PROBLEM TO SOLVE:
What you return should match the data below exactly, line for line.

MATERIAL PROVIDED:
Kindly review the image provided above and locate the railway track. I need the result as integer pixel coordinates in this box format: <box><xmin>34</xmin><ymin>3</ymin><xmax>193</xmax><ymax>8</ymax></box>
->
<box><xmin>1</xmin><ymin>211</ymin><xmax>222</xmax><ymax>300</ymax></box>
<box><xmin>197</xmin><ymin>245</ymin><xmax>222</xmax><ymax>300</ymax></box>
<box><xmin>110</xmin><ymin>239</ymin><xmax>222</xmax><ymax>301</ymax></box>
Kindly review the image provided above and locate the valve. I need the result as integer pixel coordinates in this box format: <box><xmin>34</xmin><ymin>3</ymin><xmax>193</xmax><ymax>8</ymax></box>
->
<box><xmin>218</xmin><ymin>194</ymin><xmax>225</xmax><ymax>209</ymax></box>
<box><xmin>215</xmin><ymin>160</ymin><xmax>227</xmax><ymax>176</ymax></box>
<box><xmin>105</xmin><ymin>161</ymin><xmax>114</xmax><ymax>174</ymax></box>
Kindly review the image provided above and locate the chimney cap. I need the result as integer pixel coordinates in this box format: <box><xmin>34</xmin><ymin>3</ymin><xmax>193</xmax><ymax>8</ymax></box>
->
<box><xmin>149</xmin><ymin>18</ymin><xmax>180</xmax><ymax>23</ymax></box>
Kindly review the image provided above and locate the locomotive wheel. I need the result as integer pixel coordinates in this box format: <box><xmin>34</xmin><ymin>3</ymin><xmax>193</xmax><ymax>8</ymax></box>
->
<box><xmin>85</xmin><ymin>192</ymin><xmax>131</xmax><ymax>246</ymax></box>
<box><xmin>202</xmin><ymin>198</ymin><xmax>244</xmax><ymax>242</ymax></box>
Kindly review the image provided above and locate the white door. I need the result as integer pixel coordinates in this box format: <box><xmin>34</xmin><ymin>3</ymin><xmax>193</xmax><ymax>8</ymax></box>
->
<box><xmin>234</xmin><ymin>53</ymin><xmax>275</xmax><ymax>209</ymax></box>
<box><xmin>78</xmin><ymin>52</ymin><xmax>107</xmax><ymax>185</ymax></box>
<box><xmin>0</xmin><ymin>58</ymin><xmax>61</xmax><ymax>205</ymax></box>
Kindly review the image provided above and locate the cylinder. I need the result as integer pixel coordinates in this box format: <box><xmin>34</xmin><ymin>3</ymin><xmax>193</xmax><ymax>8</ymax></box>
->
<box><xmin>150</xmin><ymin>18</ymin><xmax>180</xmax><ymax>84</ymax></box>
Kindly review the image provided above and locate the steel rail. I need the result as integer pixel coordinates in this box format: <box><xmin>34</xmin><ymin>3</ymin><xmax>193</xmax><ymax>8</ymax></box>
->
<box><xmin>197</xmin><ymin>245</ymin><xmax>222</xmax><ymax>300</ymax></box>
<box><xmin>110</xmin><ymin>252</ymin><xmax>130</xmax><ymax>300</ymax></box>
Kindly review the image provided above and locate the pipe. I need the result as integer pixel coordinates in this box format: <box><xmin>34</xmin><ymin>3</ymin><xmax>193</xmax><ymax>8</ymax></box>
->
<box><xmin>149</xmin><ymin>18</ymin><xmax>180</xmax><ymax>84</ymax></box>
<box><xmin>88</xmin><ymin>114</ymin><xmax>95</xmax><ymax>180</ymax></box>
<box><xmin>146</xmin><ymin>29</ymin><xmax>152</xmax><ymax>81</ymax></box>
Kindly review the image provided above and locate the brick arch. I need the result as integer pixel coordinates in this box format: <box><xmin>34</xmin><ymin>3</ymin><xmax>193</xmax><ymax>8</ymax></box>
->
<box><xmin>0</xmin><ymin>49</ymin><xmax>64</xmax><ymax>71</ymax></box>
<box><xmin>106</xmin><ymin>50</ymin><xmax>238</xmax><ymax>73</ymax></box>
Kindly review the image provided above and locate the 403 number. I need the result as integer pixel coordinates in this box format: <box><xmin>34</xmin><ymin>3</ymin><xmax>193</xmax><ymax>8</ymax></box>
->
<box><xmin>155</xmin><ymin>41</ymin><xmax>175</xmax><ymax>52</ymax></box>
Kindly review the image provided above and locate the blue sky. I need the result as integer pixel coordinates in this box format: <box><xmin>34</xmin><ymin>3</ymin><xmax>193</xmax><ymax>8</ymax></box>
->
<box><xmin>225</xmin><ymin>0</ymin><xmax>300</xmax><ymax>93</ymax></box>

RESPONSE FOR THIS EXERCISE:
Kindly review the image provided above and locate the railway track. I need the result as integer pixel coordinates in this box format: <box><xmin>34</xmin><ymin>3</ymin><xmax>193</xmax><ymax>8</ymax></box>
->
<box><xmin>1</xmin><ymin>211</ymin><xmax>222</xmax><ymax>300</ymax></box>
<box><xmin>197</xmin><ymin>245</ymin><xmax>222</xmax><ymax>300</ymax></box>
<box><xmin>110</xmin><ymin>239</ymin><xmax>222</xmax><ymax>301</ymax></box>
Kindly review the image provided above and locate the valve. I need the result as integer pixel coordinates in this box format: <box><xmin>34</xmin><ymin>3</ymin><xmax>193</xmax><ymax>8</ymax></box>
->
<box><xmin>218</xmin><ymin>194</ymin><xmax>225</xmax><ymax>209</ymax></box>
<box><xmin>215</xmin><ymin>160</ymin><xmax>227</xmax><ymax>176</ymax></box>
<box><xmin>105</xmin><ymin>161</ymin><xmax>114</xmax><ymax>174</ymax></box>
Kindly review the image provided above and locate the chimney cap. I need the result as integer pixel coordinates in this box format: <box><xmin>34</xmin><ymin>3</ymin><xmax>193</xmax><ymax>8</ymax></box>
->
<box><xmin>149</xmin><ymin>18</ymin><xmax>180</xmax><ymax>23</ymax></box>
Kindly review the image provided above and locate the locomotive wheel. I need the result as integer pixel coordinates in this box format: <box><xmin>34</xmin><ymin>3</ymin><xmax>193</xmax><ymax>8</ymax></box>
->
<box><xmin>85</xmin><ymin>192</ymin><xmax>131</xmax><ymax>246</ymax></box>
<box><xmin>202</xmin><ymin>198</ymin><xmax>244</xmax><ymax>242</ymax></box>
Kindly review the image provided above and locate the white door. I need the result as integer pixel coordinates in this box format: <box><xmin>34</xmin><ymin>3</ymin><xmax>193</xmax><ymax>8</ymax></box>
->
<box><xmin>234</xmin><ymin>53</ymin><xmax>275</xmax><ymax>209</ymax></box>
<box><xmin>78</xmin><ymin>52</ymin><xmax>107</xmax><ymax>185</ymax></box>
<box><xmin>0</xmin><ymin>58</ymin><xmax>61</xmax><ymax>205</ymax></box>
Kindly review the image provided above and locate the cylinder. I need the result as integer pixel coordinates in this box format: <box><xmin>34</xmin><ymin>3</ymin><xmax>193</xmax><ymax>8</ymax></box>
->
<box><xmin>150</xmin><ymin>18</ymin><xmax>180</xmax><ymax>84</ymax></box>
Kindly review the image provided above and locate the steel rail. I need the result as integer pixel coordinates in this box format: <box><xmin>34</xmin><ymin>3</ymin><xmax>193</xmax><ymax>8</ymax></box>
->
<box><xmin>197</xmin><ymin>245</ymin><xmax>222</xmax><ymax>300</ymax></box>
<box><xmin>110</xmin><ymin>252</ymin><xmax>130</xmax><ymax>300</ymax></box>
Kindly review the image provided above and locate the pipe. I need the result as integer pixel coordinates in this box format: <box><xmin>34</xmin><ymin>3</ymin><xmax>193</xmax><ymax>8</ymax></box>
->
<box><xmin>149</xmin><ymin>18</ymin><xmax>180</xmax><ymax>84</ymax></box>
<box><xmin>88</xmin><ymin>114</ymin><xmax>95</xmax><ymax>180</ymax></box>
<box><xmin>146</xmin><ymin>29</ymin><xmax>152</xmax><ymax>81</ymax></box>
Kindly review the image provided above and locate the brick arch. I need the result as integer pixel coordinates in this box format: <box><xmin>34</xmin><ymin>3</ymin><xmax>193</xmax><ymax>8</ymax></box>
->
<box><xmin>0</xmin><ymin>49</ymin><xmax>64</xmax><ymax>71</ymax></box>
<box><xmin>106</xmin><ymin>50</ymin><xmax>238</xmax><ymax>73</ymax></box>
Kindly review the image provided above and locate the 403 number. I need the result as integer pixel coordinates in this box format: <box><xmin>34</xmin><ymin>3</ymin><xmax>193</xmax><ymax>8</ymax></box>
->
<box><xmin>155</xmin><ymin>41</ymin><xmax>175</xmax><ymax>52</ymax></box>
Kindly review the image provided above and locate the blue sky. I need the result as integer pixel coordinates in this box format: <box><xmin>34</xmin><ymin>3</ymin><xmax>193</xmax><ymax>8</ymax></box>
->
<box><xmin>225</xmin><ymin>0</ymin><xmax>300</xmax><ymax>93</ymax></box>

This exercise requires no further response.